======== ZITIERTER ABSCHNITT

Die Geschichte eines jahrzehntelangen Rätsels: Wie viel Energie braucht man, um einen Thorium-Kern vom Zustand niedrigster Energie in den nächsthöheren Energiezustand zu bringen?

Mann am Lasertisch

© PTB

PTB-Forscher Johannes Tiedau am Lasertisch im Labor in Braunschweig

Auf den ersten Blick könnte man glauben, die Ausgangssituation sei doch ganz einfach: Ein Thorium-Kern kann sich in verschiedenen Zuständen befinden – im Grundzustand oder in einem metastabilen Zustand. Beide haben fast dieselbe Energie. Wenn man das Thorium mit einem Laserstrahl trifft, dessen Wellenlänge genau zum Energieunterschied zwischen diesen beiden Zuständen passt, dann bringt man den Thorium-Kern dazu, von einem Zustand in den anderen zu wechseln.

Das Problem dabei ist: Damit das funktioniert, muss man sehr exakt wissen, wie viel Energie dafür nötig ist. Nur wenn man genau ins Schwarze trifft, wird man einen Effekt sehen. Man muss mit einer Präzision im Bereich von Millionstel eines Elektronenvolts arbeiten, sonst hat der Laserstrahl einfach keine Wirkung.

Schwierig ist das auch deshalb, weil man nicht sofort bemerkt, ob man die richtige Energie getroffen hat. „Wenn man den Atomkern vom niedrigeren Zustand in den höheren Zustand anregt, dann bleibt er zunächst eine Weile in diesem höheren Zustand“, sagt Thorsten Schumm. „Der angeregte Zustand hat eine Lebensdauer von über zehn Minuten. Erst dann kehrt der Atomkern in den Grundzustand zurück und sendet dabei Licht aus, das man dann messen kann.“

Eine bestimmte Wellenlänge auf zuverlässige Weise zu testen, kann Stunden dauern. „Daher galt es lange Zeit als unmöglich, einfach alle denkbaren Energiewerte nacheinander durchzuprobieren“, sagt Thorsten Schumm. „Wenn man nicht weiß, wo man suchen muss, ist die Suche hoffnungslos.“ Die Frage ist also: Wie kann man den Energiebereich, der durchsucht werden muss, möglichst präzise einschränken?

================
======== GESPEICHERTE EINTRÄGE

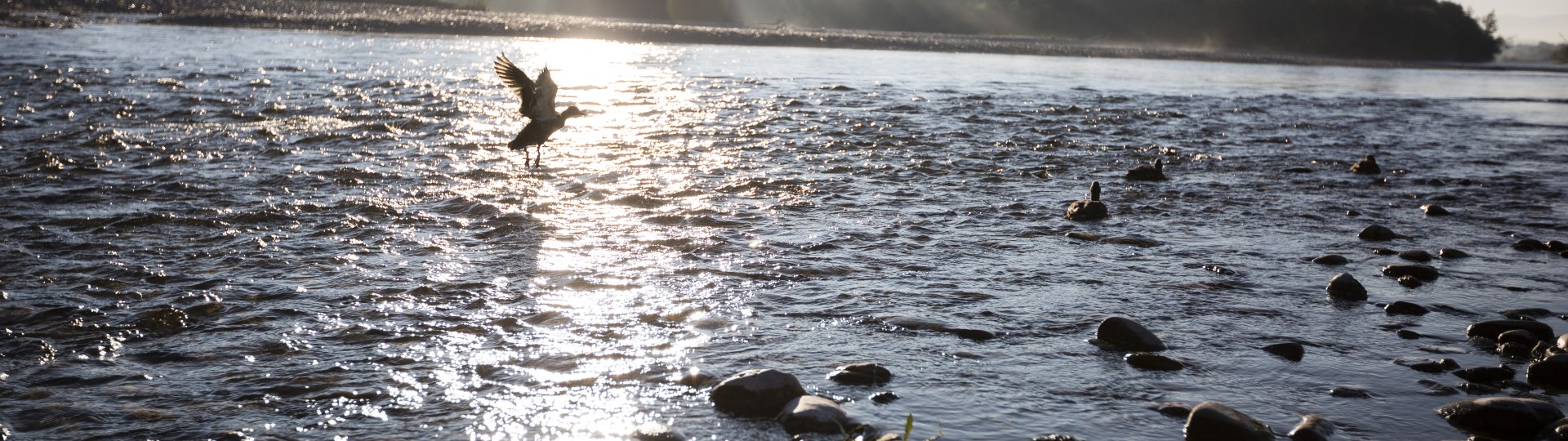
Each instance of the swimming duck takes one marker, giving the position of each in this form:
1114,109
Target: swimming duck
1148,173
1366,167
538,104
1092,209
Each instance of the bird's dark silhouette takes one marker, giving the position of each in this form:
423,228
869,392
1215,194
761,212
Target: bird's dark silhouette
538,105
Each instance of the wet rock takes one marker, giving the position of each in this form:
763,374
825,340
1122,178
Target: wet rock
1346,287
756,393
1211,421
1377,233
1366,165
1450,253
1128,335
1330,260
1416,255
1493,328
814,415
1153,361
862,374
1313,427
1148,172
1349,393
1288,350
1090,209
1504,418
1549,372
1529,245
657,432
1486,374
1421,272
1405,308
1410,281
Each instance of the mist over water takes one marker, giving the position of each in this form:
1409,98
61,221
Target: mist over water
303,234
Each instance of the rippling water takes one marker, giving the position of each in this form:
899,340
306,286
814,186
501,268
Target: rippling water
301,236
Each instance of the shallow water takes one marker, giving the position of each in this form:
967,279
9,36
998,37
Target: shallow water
303,236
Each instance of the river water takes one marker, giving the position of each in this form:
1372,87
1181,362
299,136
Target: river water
310,236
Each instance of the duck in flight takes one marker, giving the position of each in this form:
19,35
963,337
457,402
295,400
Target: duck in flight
538,104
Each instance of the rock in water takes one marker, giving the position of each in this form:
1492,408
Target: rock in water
1504,418
1494,328
1092,209
1128,335
816,415
1377,233
1153,361
1313,427
1211,421
862,374
1366,165
1346,287
756,393
1290,350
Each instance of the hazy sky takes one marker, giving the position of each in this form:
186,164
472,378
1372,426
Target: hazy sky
1526,20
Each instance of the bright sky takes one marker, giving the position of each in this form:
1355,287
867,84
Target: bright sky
1526,20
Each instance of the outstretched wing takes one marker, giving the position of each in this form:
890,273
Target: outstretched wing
543,98
518,82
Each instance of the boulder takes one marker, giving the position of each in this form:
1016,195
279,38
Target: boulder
816,415
756,393
1506,418
1128,335
1346,287
1494,328
862,374
1211,421
1312,427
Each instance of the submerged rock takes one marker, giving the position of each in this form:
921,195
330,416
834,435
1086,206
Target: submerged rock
756,393
1211,421
816,415
1503,418
1346,287
1128,335
1312,427
1377,233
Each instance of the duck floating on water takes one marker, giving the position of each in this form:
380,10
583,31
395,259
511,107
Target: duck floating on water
1148,173
538,104
1092,209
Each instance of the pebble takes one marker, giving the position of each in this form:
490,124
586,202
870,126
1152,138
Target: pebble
1153,361
1506,418
1346,287
1313,427
1128,335
1211,421
1405,308
756,393
1421,272
1288,350
1330,260
862,374
1377,233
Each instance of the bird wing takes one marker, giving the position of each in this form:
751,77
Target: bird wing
518,82
543,98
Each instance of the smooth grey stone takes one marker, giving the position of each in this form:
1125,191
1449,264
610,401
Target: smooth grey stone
1128,335
1312,427
1346,287
1211,421
1494,328
816,415
756,393
1504,418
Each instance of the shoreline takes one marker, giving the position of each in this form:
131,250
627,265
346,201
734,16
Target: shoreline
381,18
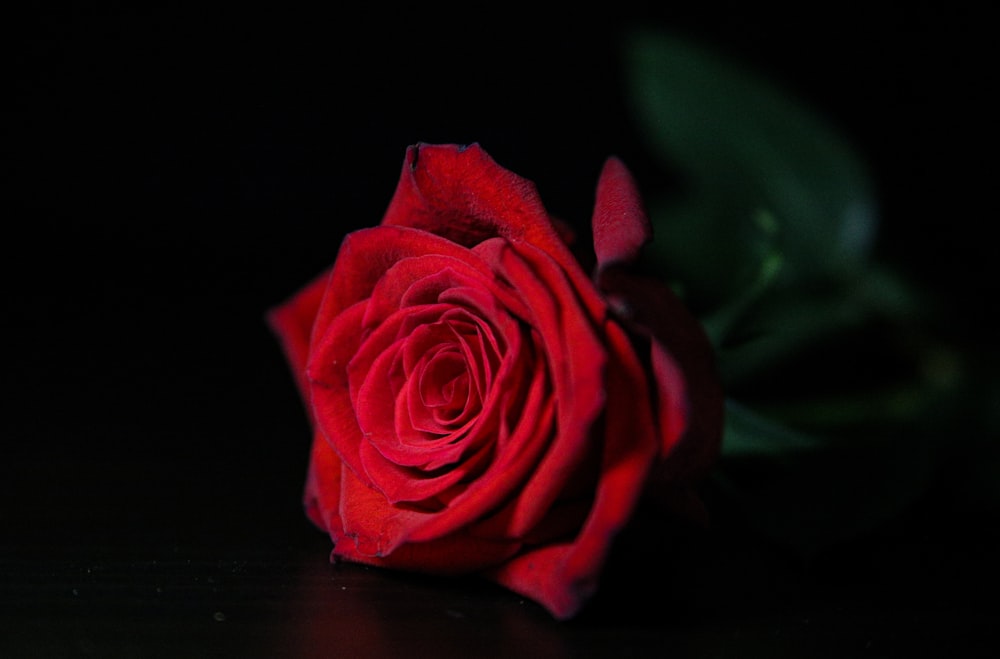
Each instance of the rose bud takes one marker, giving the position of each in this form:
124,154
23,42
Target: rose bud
480,403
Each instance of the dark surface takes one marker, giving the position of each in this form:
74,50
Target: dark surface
172,174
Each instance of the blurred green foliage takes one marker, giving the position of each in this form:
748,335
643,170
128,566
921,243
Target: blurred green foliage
840,401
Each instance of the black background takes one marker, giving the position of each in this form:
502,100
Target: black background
172,173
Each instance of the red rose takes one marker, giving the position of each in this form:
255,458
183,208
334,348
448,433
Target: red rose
479,403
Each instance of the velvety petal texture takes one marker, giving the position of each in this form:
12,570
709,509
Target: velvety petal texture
479,403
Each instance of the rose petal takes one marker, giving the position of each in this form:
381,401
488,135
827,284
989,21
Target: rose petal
620,224
562,577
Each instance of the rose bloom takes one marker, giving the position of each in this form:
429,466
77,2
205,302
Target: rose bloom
480,403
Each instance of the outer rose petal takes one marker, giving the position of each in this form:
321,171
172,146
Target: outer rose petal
564,576
620,225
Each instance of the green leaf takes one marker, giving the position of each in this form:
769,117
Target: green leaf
743,144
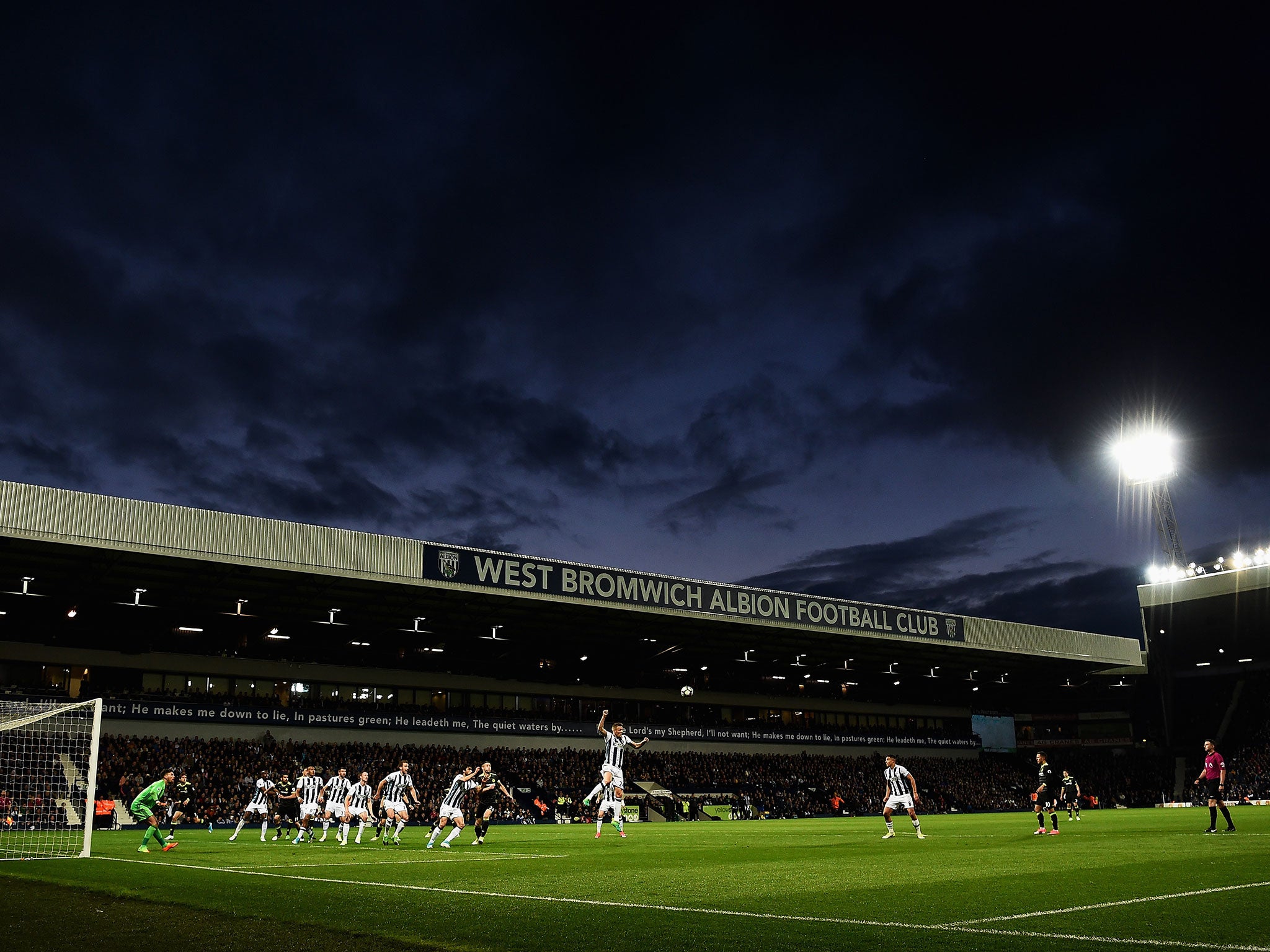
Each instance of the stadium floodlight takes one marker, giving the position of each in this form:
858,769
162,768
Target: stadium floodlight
1148,459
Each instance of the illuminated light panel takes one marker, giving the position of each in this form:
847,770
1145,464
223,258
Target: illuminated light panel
1147,457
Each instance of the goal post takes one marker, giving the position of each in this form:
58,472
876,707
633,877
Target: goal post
47,777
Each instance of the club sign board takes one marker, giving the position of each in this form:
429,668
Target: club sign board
709,599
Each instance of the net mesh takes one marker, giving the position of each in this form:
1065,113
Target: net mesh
46,753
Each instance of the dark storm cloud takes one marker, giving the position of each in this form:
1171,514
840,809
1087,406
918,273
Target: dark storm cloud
923,573
446,271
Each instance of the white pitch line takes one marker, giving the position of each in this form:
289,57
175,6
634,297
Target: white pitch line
486,858
735,913
1109,906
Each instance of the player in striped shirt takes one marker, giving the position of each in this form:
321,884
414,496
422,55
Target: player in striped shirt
609,804
259,804
357,803
391,792
487,785
309,788
901,791
615,756
451,806
334,791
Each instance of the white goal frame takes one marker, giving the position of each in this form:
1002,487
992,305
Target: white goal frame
81,721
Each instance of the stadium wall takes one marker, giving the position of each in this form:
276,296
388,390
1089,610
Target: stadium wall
337,735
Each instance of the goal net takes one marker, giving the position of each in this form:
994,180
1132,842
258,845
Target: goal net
47,777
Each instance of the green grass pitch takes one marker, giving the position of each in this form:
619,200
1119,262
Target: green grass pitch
1146,879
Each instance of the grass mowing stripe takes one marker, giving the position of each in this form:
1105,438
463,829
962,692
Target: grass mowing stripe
1109,906
737,913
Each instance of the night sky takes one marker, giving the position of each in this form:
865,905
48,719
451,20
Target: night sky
739,293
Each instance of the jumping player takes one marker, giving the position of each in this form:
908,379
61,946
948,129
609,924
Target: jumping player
615,754
357,805
259,804
288,806
144,809
488,783
451,806
901,795
1046,796
309,788
607,804
393,791
180,805
335,792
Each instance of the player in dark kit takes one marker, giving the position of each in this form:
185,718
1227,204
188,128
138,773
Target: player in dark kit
288,808
1212,782
489,783
1071,795
1046,796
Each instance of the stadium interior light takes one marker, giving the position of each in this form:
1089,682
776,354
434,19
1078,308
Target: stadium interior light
1147,457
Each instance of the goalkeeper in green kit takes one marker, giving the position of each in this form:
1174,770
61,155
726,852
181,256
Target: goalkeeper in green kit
144,809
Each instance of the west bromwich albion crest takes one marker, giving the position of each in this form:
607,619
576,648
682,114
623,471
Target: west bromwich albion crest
448,563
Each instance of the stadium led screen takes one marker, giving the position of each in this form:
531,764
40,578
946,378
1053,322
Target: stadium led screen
996,733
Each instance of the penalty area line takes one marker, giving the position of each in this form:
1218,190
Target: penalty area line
733,913
1109,906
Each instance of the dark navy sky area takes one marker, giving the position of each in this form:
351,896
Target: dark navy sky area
744,293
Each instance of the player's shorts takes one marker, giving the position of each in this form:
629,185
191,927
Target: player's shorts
619,781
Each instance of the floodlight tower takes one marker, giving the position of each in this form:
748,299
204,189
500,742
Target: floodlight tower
1148,460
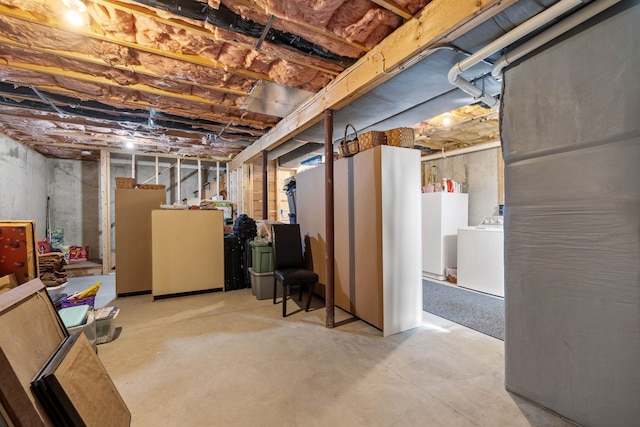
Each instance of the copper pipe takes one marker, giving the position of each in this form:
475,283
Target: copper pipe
329,254
265,179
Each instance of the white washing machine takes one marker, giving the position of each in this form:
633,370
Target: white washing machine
481,256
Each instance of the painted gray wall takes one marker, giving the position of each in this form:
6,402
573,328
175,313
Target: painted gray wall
571,137
74,193
23,184
478,174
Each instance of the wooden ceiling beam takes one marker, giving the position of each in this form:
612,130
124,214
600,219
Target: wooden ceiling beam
132,68
438,23
392,7
309,27
53,22
178,23
57,72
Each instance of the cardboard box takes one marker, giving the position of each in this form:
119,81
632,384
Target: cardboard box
8,282
18,250
78,253
56,237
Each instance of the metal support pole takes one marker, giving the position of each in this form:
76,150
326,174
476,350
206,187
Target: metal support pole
329,254
265,186
217,178
199,179
105,206
179,180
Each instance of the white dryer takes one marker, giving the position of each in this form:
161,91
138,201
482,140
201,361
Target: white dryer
481,256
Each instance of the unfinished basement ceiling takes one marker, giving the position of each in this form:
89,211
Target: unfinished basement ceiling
174,77
213,79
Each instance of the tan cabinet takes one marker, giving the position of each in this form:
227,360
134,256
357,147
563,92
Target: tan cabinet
188,251
377,234
133,239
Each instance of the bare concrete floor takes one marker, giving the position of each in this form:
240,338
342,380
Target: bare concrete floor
227,359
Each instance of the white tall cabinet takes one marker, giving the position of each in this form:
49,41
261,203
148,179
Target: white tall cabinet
442,215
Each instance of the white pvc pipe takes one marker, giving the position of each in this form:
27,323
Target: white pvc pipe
466,150
512,36
557,30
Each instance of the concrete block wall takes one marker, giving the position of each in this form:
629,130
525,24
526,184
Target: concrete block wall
23,184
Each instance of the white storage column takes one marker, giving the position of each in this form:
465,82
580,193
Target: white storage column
442,215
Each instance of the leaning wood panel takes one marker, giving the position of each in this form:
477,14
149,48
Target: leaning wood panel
30,331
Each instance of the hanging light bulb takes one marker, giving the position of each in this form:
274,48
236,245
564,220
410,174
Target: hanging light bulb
75,14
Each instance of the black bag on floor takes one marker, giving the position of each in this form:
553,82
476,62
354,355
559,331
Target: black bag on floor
233,271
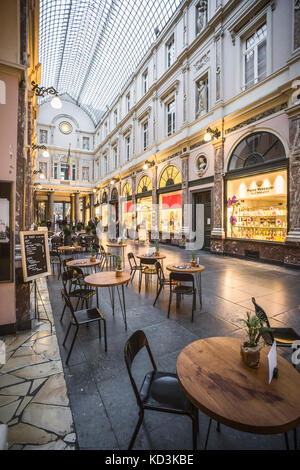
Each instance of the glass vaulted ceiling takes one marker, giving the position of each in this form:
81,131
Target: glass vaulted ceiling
89,48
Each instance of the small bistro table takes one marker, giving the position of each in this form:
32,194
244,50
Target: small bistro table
110,280
213,376
195,270
117,245
83,263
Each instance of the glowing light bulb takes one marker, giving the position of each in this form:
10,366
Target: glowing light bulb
56,103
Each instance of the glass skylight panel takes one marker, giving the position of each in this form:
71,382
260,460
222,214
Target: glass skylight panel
89,48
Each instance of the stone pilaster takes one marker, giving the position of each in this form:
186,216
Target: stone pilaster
218,233
293,113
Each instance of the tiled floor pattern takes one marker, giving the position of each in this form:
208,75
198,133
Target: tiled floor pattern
102,400
33,395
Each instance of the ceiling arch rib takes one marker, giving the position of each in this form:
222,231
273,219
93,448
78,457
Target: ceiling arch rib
90,48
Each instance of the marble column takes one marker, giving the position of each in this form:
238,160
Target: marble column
76,211
293,113
218,232
185,194
51,209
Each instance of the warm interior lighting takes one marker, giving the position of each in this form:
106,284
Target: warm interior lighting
56,103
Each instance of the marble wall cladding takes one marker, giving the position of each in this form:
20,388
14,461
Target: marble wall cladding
33,395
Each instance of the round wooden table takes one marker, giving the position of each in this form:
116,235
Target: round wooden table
117,245
195,270
83,263
110,280
213,376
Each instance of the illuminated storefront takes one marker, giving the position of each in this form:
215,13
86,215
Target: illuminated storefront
144,207
170,202
256,201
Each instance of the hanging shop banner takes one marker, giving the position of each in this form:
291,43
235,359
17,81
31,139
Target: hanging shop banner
35,255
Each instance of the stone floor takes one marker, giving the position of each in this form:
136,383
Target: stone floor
33,395
101,398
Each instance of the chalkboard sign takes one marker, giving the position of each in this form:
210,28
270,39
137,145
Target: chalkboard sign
35,255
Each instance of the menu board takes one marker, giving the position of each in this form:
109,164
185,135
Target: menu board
35,255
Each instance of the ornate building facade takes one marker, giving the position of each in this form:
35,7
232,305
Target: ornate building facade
222,66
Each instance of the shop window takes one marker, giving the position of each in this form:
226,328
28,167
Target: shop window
257,207
127,190
255,149
255,56
144,185
170,176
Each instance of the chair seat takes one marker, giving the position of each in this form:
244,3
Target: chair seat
285,335
89,315
161,390
182,290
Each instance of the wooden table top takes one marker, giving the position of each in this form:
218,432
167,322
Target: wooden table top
83,263
116,245
187,269
151,257
106,279
216,380
69,248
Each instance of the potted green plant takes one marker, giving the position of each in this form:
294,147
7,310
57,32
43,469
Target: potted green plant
193,261
119,266
67,235
250,348
92,251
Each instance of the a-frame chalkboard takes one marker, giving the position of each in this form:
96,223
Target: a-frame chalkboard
35,255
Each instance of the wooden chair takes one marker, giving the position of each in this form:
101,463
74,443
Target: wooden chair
82,317
160,391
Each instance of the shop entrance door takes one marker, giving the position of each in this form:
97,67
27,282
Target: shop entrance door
204,198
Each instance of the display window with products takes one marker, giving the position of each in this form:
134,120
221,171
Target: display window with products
257,207
170,212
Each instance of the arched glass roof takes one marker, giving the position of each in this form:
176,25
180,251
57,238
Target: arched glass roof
89,48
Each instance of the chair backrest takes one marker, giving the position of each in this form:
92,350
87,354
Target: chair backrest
69,304
148,260
182,277
134,344
159,271
131,259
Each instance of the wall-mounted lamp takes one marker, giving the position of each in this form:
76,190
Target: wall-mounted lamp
148,164
115,180
41,147
211,134
42,91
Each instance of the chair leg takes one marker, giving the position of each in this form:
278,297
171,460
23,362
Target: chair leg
68,357
207,435
157,295
170,298
137,428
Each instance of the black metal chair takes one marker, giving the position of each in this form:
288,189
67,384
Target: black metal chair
73,284
82,317
161,281
160,391
134,267
181,289
147,269
284,337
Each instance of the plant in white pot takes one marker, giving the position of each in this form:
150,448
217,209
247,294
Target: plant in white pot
119,266
250,349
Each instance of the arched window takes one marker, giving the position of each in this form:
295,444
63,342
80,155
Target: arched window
144,185
170,176
255,149
127,190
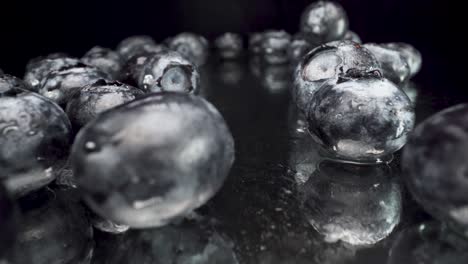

================

» AUFGABENSTELLUNG: Gib den Abschnitt über den Thorium-Kern wortgetreu wieder, beginnend mit „Die Geschichte eines“ und weiter bis einschließlich „anderen zu wechseln.“. Die Einträge stammen aus einer anderen Quelle.

» ANTWORT ZUR AUFGABE:
Die Geschichte eines jahrzehntelangen Rätsels: Wie viel Energie braucht man, um einen Thorium-Kern vom Zustand niedrigster Energie in den nächsthöheren Energiezustand zu bringen?

Mann am Lasertisch

© PTB

PTB-Forscher Johannes Tiedau am Lasertisch im Labor in Braunschweig

Auf den ersten Blick könnte man glauben, die Ausgangssituation sei doch ganz einfach: Ein Thorium-Kern kann sich in verschiedenen Zuständen befinden – im Grundzustand oder in einem metastabilen Zustand. Beide haben fast dieselbe Energie. Wenn man das Thorium mit einem Laserstrahl trifft, dessen Wellenlänge genau zum Energieunterschied zwischen diesen beiden Zuständen passt, dann bringt man den Thorium-Kern dazu, von einem Zustand in den anderen zu wechseln.